DATASET CONTENT =
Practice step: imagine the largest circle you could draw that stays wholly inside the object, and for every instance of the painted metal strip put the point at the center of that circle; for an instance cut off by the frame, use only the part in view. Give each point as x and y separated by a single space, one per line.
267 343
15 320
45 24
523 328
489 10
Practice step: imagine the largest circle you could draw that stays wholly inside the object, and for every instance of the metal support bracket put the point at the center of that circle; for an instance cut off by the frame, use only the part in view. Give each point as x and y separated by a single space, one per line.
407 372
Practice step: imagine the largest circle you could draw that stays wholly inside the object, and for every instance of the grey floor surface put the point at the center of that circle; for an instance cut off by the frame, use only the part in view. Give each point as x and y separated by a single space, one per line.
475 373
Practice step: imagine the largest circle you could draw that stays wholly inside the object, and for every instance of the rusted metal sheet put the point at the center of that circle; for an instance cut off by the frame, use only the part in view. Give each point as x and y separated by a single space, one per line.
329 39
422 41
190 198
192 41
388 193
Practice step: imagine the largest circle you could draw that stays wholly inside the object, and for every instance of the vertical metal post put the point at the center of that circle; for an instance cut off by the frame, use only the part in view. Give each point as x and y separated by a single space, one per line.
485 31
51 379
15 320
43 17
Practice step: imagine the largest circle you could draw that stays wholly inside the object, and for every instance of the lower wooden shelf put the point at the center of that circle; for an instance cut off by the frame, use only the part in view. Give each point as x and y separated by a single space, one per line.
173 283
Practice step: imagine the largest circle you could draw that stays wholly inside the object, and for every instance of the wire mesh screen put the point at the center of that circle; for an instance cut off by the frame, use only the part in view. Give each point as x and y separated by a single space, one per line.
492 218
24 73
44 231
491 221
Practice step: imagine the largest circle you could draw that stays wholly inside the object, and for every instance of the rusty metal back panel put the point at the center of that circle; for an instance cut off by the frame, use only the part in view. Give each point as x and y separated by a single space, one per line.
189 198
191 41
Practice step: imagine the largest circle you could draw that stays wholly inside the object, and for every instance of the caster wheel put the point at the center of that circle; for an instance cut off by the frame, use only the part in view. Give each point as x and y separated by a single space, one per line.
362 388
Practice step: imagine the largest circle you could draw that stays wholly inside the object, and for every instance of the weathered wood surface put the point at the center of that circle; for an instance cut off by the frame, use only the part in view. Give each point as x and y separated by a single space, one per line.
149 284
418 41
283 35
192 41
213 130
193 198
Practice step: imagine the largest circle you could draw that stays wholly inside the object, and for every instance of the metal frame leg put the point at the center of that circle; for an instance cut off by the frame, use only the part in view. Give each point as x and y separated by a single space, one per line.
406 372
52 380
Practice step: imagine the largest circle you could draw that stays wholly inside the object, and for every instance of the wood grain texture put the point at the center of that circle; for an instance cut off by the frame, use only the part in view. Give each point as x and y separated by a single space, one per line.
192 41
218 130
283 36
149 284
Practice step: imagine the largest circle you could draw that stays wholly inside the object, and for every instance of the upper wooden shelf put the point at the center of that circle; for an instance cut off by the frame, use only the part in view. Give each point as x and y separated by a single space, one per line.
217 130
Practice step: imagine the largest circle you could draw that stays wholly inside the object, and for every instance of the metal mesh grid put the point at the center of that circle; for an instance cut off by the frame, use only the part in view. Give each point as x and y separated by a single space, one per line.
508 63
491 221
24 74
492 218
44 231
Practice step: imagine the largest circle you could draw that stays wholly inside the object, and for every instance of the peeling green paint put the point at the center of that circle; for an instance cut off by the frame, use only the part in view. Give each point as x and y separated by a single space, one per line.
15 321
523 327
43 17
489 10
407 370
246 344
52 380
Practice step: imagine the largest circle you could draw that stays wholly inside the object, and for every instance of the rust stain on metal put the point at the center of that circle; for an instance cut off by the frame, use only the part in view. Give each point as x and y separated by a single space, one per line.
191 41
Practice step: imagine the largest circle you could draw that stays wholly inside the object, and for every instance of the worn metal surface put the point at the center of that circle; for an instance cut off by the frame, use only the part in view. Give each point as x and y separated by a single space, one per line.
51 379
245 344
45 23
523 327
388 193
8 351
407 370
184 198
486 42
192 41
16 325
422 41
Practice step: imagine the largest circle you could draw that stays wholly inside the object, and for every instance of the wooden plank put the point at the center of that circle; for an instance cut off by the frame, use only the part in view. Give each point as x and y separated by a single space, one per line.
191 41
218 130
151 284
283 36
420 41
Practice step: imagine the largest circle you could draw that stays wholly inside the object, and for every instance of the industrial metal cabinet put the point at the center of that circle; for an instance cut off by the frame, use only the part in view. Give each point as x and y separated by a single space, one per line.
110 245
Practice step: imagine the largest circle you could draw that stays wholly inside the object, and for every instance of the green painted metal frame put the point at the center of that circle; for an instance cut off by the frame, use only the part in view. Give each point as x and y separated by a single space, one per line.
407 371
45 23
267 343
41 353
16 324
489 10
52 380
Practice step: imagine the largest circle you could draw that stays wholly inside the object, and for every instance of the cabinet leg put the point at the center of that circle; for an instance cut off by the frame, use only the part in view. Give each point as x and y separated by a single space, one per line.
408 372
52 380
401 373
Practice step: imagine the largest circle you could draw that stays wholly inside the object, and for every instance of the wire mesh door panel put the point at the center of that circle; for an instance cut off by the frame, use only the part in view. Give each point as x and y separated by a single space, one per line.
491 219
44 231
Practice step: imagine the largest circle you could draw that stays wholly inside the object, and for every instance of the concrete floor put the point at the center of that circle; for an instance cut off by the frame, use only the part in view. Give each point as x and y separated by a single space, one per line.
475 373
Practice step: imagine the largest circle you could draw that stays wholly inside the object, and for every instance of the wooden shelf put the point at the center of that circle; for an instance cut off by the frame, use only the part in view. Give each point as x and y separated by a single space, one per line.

WHAT IS NEEDED =
Each line above should be reproduced exactly, with nothing omitted.

WRITTEN ANSWER =
Practice step: imagine the largest circle you could draw that stays wholly inside the object, and for every instance of the painted metal strip put the point at the center of that circle; for an instance cut off by the frame, use only the part in view. Give each point as x and y separated by a single space, one per line.
267 343
15 320
45 24
523 328
489 10
Practice step: imagine the largest circle you could draw that stays wholly inside the object, and for every instance of the metal support bracket put the point at the center of that circle; for an instance cut off by the frame, use only the part in view. Give each point as x and y separated by a single space, one per line.
407 372
Practice step: imagine the largest circle you could draw that stays wholly inside the object, and for every instance of the grey floor surface put the point at the center of that circle; for an instance cut off by the frame, use only the part in view. Give each point as x and y separated by a single space, one per line.
475 373
Practice step: imagine the largest circle you could draw that stays wholly inside the object, and for every instance of the rusted metal sheet put the point at the center of that circle; for an instance cut off by the frame, use only the part in view. Give each point as x and y separated by a single space, one per line.
329 39
422 41
190 198
192 41
388 193
Practice step: imagine the largest circle you could draw that stays wholly inside the object, and for every instance of the vertical metal post put the point at the center of that circle; for an instance cut off by the frame, use only the part in view. Give each point as x and y separated by a single space, one per line.
485 31
51 379
15 320
43 17
Practice step: imagine the largest circle you could draw that stays wholly inside the object, and for every instance of the lower wooden shelf put the point at the center of that circle; for an instance cut off by the frame, use only the part in view. Give each point as x and y separated by a single space, one per line.
173 283
Practice step: imagine the largest circle you could draw that stays wholly inside the object, and for every instance of the wire mesh screen put the point at the center of that circle; for an instance cut off by the frame, use only the part in view. Give each point as x and y separated by a single space, one per line.
492 218
24 73
44 231
491 221
Practice step: imagine the largest circle you could draw that stays wholly inside the object, and for every instance of the rusty metal back panel put the point at the center of that circle; for an instance cut off by the frame, use only the part in view. Give each point as x and y separated by a single space, one per line.
189 198
191 41
Practice step: imagine the largest circle you could draw that stays wholly inside the object, and for every instance of the caster wheel put the point at the center of that circle; for an instance cut off by the frame, use only the part in view. Give each point as x and y separated by a single space, one per line.
362 388
Practice step: imagine the largest circle you could draw that stays wholly inside the object, and for every instance of the weathered wood surface put the point at the center of that circle; for an instance cut off by the frame, use only the part in view. Give each point as x and y separated by a single space, one per line.
149 284
418 41
283 35
192 41
213 130
193 198
Practice step: imagine the largest circle you could draw that stays wholly inside the object, and for every instance of the metal frame leg put the point at the center of that circle; for an instance cut off by the frame, use only the part in view. Give each point as x and y separated by a single space, one per line.
406 372
52 380
Practice step: imagine the largest circle you could draw that stays wholly inside the object, and for every instance of the wood grain texture put the point at the center of that circle; for an instance cut off by the frame, use only the part in view. Give each point as x and y separated by a single space, one per line.
192 41
218 130
283 36
149 284
Practice step: imagine the largest circle you could draw that stays wholly inside the object, and for every instance of the upper wooden shelf put the point at the center of that circle; for an instance cut off by the frame, use only the part in view. Give each point as x and y separated by a single space, one per line.
217 130
Practice step: imagine the largest circle you could draw that stays wholly inside the object, and for every instance of the metal mesh grid put the point at the center of that circle; for an instance cut off by the frame, use only the part in view. Give each point as x and y separated by a single space, one per line.
508 63
491 221
24 74
492 218
44 231
Practice step: imagine the largest circle you could draw that stays wholly inside the object, and for every instance of the peeling green paint put the point at the center of that circle; for an instance cut off by the frame, use only the part in view. Give each point as x and y separated by a single space, one per line.
15 321
523 327
43 17
489 10
407 370
246 344
52 380
Practice step: imagine the largest circle you could draw that stays wholly inside the object, and for every instance of the rust stain on metal put the point at the center of that circle; for an instance cut off by the frame, use only the part in view. Give each point as x and y separated by a single space, one per line.
191 41
Practice step: imagine the largest circle you could draw that stays wholly inside the object, and for every instance of the worn metal surface put the point at the center of that circle; for an instance cut off by the frame, use only the part in view. Give each point as x and y separated by a single space, one per line.
51 379
245 344
45 23
523 327
388 193
8 351
407 370
184 198
486 42
192 41
16 325
422 41
Practice step: imagine the largest circle you could draw that stays wholly inside the object, and for every instance of the wooden plank put the point at the center of that circle; for an instance cut off by the frame, use only the part in view. Give each point as x and y separated by a single space, one per line.
191 41
218 130
151 284
283 36
420 41
Practice step: imagine the largest circle you could draw that stays wholly inside the object, and for every instance of the industrial metal cabinet put the point at the center of that circle; for an instance cut off by the frame, use only the part in view. Give each point as x and y separated by a single space, one per line.
110 245
Practice step: imagine the largest circle you could draw that stays wholly inside the object, and for every instance of the green painted metal frame put the point at the center of that circle; for an instance cut off by the frame, use only the part in view. Give each point as x and y separated by a single space, one per line.
407 371
45 23
267 343
41 353
16 324
489 10
52 380
Practice step: imagine the largest circle you could draw that stays wholly inside the object, and for every instance of the cabinet leg put the point at the center of that circle; for an instance cut off by the frame, use only the part in view. Give each point as x and y separated by a single space, one per line.
408 372
52 380
401 373
Practice step: imagine the largest circle you could draw that stays wholly inside the object, and for every instance of the wire mesh door panel put the point at the center of that circle; for an instance cut off by the frame, use only the part in view. Give each point as x and y separated by a single space, one per line.
491 219
44 231
Practice step: imagine the largest circle you could draw that stays wholly inside the object, and for every instance of the concrete floor put the point at the center of that circle; for an instance cut off by the frame, use only the part in view. Give each point as x and y separated by a single space, one per line.
475 373
Practice step: imagine the largest circle you could draw that stays wholly inside the object, and for every instance of the wooden shelf put the point at the center of that circle; for an instance cut off by the frame, use only the part in view. Give each point as x and y separated by a single space, one per line.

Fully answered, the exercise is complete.